Data entries
■ ■ ■ ■ ■ ■ ■

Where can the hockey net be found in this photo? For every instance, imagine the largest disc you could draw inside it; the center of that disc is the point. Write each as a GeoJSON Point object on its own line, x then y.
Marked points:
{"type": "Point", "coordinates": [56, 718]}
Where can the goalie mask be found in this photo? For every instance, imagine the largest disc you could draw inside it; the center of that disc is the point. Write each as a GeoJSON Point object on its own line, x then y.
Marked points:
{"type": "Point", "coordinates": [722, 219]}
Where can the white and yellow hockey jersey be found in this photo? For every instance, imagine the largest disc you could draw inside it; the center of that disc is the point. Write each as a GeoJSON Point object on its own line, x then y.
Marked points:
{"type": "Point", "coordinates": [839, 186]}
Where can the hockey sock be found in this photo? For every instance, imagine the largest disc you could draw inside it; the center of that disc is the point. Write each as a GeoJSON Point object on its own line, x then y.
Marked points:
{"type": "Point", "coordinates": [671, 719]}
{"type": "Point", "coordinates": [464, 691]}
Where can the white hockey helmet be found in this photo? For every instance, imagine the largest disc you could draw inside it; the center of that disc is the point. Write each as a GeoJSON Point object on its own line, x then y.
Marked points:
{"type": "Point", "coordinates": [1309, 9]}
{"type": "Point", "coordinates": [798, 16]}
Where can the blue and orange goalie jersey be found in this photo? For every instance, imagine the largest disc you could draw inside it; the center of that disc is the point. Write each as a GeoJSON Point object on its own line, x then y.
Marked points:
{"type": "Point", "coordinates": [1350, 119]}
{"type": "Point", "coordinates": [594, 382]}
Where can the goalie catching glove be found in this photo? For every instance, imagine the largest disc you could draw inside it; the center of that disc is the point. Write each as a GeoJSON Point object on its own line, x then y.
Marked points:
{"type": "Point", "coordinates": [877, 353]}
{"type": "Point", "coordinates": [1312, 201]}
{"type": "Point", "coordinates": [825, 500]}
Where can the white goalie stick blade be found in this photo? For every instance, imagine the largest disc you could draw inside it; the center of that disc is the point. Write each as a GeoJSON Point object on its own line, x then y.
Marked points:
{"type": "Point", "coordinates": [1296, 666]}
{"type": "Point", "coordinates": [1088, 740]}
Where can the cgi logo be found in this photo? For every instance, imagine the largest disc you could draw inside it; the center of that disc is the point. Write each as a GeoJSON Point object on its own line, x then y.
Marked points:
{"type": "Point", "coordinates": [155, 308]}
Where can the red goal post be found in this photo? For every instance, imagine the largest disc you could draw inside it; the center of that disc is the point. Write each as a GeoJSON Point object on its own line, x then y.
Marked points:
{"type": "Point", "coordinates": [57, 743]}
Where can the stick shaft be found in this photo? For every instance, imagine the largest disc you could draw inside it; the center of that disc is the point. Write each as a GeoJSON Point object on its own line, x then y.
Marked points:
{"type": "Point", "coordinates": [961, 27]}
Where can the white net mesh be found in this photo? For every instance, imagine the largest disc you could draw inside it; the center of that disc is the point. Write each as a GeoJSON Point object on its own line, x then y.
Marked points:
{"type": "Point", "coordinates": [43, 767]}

■ ■ ■ ■ ■ ■ ■

> **Set task**: Arrange the data entries above as a two-column CSV with the headers "query" and "points," one line per row. Put each row's text and its answer in separate quoted fields, replacing line breaks with spaces.

> **Task solution**:
query,points
"Where can the hockey net be found in this photo? For every instance, imagine the largest disc you could draw inside it; the center of that disc is the point. Write each as a GeoJSON Point object on its own line, x then y. Marked points:","{""type"": ""Point"", ""coordinates"": [56, 718]}"
"Where can the goalie mask be found in this photo? For every instance, imagine the largest disc you could draw inside it; the center of that disc is the point. Write each as a GeoJSON Point object on its own line, x then y. Marked points:","{""type"": ""Point"", ""coordinates"": [722, 219]}"
"Where can the white and yellow hockey jersey be found in this photo? For every instance, imagine the largest disc you could draw inside it; the center of that disc is the point. Write each as a GeoJSON Point object on its own line, x then y. Marked points:","{""type"": ""Point"", ""coordinates"": [839, 186]}"
"Where can the hockey sock be found in this photo? For every instance, imagine the largest disc you could draw inside it; the center of that disc is the point. Write each as a GeoJSON Point object on its own line, x then y. Marked points:","{""type"": ""Point"", ""coordinates"": [671, 719]} {""type"": ""Point"", ""coordinates"": [464, 691]}"
"Where can the white hockey helmet be found in this photo? For every instance, imagine the largest disc you could draw inside it; the center of that disc is the point. Write each as a GeoJSON Point object on its own line, x then y. Marked points:","{""type"": ""Point"", ""coordinates"": [1309, 9]} {""type"": ""Point"", ""coordinates"": [798, 16]}"
"Where can the blue and orange goalie jersey be found in this photo? For every instance, imagine the largest disc you could draw inside it; the center of that disc is the point. Write each as a GeoJSON Point object on its own line, x then y. Marked points:","{""type"": ""Point"", ""coordinates"": [1350, 119]} {""type"": ""Point"", ""coordinates"": [594, 382]}"
"Where can the goalie catching glove be found in this photo? For every instance, imagine the largest disc you could draw inside it; the center of that disc is the point. Write each as a GeoJSON Point object on its own line, x then y. Marked points:","{""type"": ""Point"", ""coordinates"": [877, 353]} {""type"": ""Point"", ""coordinates"": [1312, 201]} {""type"": ""Point"", ""coordinates"": [825, 500]}"
"Where can the white goalie stick blade be found in this photo? For every instance, imagine the largest disc you could draw inside it; the center of that disc is the point. Write each as a GeoJSON Point object on its own line, x then y. Marked points:","{""type"": ""Point"", ""coordinates"": [1296, 666]} {""type"": ""Point"", ""coordinates"": [1088, 740]}"
"Where can the cgi logo be found in this photo? For every instance, imagine the largest disc you could draw inside it; the center of that disc is the point. Write each as a GeoJSON Point object on its own line, x then y. Marked points:","{""type"": ""Point"", ""coordinates"": [155, 308]}"
"Where can the red goal post be found in this photo? For every instance, imagine the largest disc you could draw inside it; the center of that disc is the point. Write each as a GeoJSON Point object on its own line, x then y. Marked points:","{""type"": ""Point"", ""coordinates"": [57, 743]}"
"Where can the stick shaft be found in this photo? For every instance, imagine the largest disc you could draw inside it; the center of that disc is the point. Write each as a GeoJSON Point object on its own line, x then y. Marked points:","{""type"": ""Point"", ""coordinates"": [961, 27]}"
"Where can the white net mesh be found in this photo? For every instance, imagine the largest disc you could draw inside it; the center of that disc is the point. Write each as a GeoJSON Point object on its own line, x then y. Marked points:","{""type"": ""Point"", ""coordinates"": [43, 767]}"